#### EXERCISE DETAILS:
Every entry below is to be returned unchanged. Images are not part of the copy.

#### DATA EXTRACTS:
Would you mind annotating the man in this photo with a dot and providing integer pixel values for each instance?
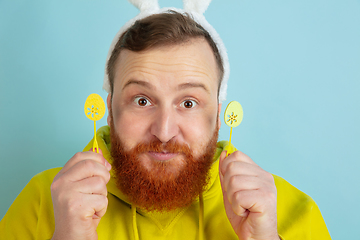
(160, 173)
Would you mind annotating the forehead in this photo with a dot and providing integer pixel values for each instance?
(186, 62)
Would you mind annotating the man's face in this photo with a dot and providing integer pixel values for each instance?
(163, 119)
(167, 93)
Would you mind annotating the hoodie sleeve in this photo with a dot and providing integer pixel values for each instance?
(298, 215)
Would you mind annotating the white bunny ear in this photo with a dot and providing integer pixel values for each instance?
(198, 6)
(146, 5)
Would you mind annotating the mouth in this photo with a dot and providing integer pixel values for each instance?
(162, 156)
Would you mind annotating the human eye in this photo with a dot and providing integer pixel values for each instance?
(188, 103)
(142, 101)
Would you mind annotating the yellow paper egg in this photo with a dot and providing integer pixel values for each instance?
(233, 114)
(94, 107)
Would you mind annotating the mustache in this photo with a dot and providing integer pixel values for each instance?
(158, 146)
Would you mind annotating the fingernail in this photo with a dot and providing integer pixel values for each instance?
(107, 165)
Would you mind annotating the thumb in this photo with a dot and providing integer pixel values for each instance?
(106, 163)
(221, 159)
(96, 150)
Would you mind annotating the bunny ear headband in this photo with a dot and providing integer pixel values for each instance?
(196, 9)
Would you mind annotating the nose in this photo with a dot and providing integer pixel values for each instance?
(165, 126)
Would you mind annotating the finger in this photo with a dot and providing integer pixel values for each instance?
(85, 169)
(256, 201)
(92, 185)
(93, 205)
(80, 156)
(238, 183)
(107, 164)
(236, 157)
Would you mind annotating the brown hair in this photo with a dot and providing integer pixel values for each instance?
(161, 29)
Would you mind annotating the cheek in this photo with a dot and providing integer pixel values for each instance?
(130, 128)
(199, 131)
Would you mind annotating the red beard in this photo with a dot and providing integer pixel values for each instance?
(169, 185)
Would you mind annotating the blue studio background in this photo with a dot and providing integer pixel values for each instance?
(295, 68)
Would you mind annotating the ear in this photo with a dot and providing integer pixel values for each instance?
(219, 111)
(108, 102)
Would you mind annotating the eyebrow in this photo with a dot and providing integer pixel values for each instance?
(180, 87)
(138, 82)
(192, 85)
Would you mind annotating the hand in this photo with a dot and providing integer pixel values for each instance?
(249, 195)
(79, 196)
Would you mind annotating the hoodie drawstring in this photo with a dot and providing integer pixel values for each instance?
(136, 234)
(201, 219)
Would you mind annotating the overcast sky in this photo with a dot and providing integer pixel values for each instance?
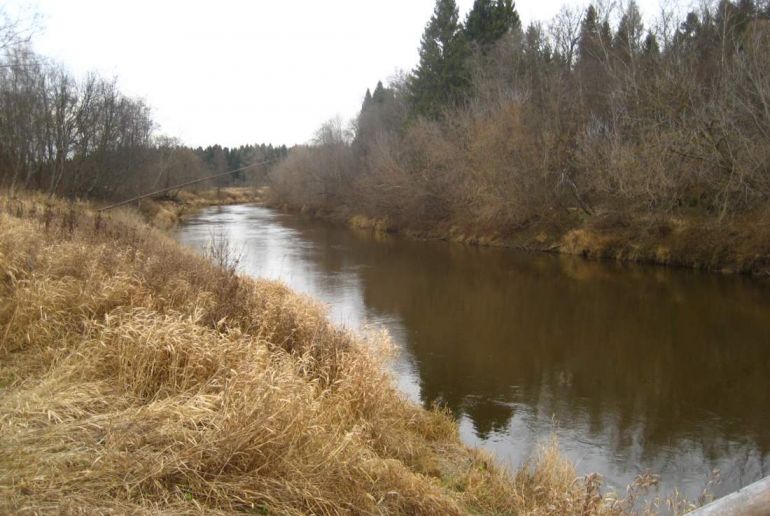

#### ANSWER BOX:
Would you mind annotating the man in this photo with a dot and providing integer pixel values for each instance?
(160, 173)
Would you mind annotating the forehead in this photo with a dot and providing integer pixel values for each instance?
(186, 62)
Would you mind annotating the man's face in this photo with a dot and providing integer pixel values for each instance?
(163, 119)
(167, 93)
Would you mind annotating the hoodie sleeve in this photo with a dot and providing integer pixel values for each instance?
(298, 215)
Would you mind annotating the white bunny ear in this photo with a dot and providing integer pixel values for each instance?
(198, 6)
(146, 5)
Would you mind annotating the mouth in this photo with a dot and providing integer pixel values for each instance?
(162, 156)
Would you mind annotating the human eye in this photo with a dot and providing integer pixel values for each instance?
(188, 103)
(142, 101)
Would you mind annotating the yellow paper egg in this photo with a dot and providing integer pixel values for each instance?
(233, 114)
(94, 107)
Would you mind annotating the mustache in this photo with a dot and providing integer pixel values for each instance?
(158, 146)
Would you mind annotating the fingernail in this photo with a dot and providing integer pixel values for each instance?
(107, 165)
Would you mind annotating the thumb in this photo with a dot and providing integer pixel values for each instance?
(106, 163)
(221, 159)
(96, 150)
Would you mind annotating the bunny ear headband in this photo with a dot and providing integer pixel values for each instance?
(196, 9)
Would you mind annotating the nose in this photo with a dot and providing integer pixel values for each instance?
(165, 126)
Would you mind annotating the finger in this photo with a dot and providing integer pixel values for each instance?
(85, 169)
(256, 201)
(92, 185)
(93, 205)
(80, 156)
(238, 183)
(107, 164)
(236, 157)
Would you mind annotating the brown hair in this photo with a dot and providing integer pixel values for each instance?
(161, 29)
Would you mind annotating the cheek in this photo with a dot and providing integer pixel values for each instance?
(130, 128)
(199, 131)
Would you mind annotating the red beard in this photo with a dot and providing integer pixel values for each instance?
(169, 185)
Would you mind annotating the blue studio background in this photo with a dot and providing integer pixel values for each instance?
(295, 68)
Would you mind annotating the ear in this photo with a dot and providing integer pixel values for each instance?
(219, 111)
(108, 102)
Would you mind annotating the eyebrow in this photo with a dot and providing integer pixel values for each instance?
(180, 87)
(138, 82)
(192, 85)
Would you mind annotating the hand in this photo with a dot and providing integer pixel values for each instance?
(249, 195)
(79, 196)
Would you mind annotating the hoodie drawstring in this photo with a dot and providing integer pixel values for each instance?
(136, 234)
(201, 219)
Would you mind annotating the overcast sky in this photo with a dot and providing integer pixel values for each instance?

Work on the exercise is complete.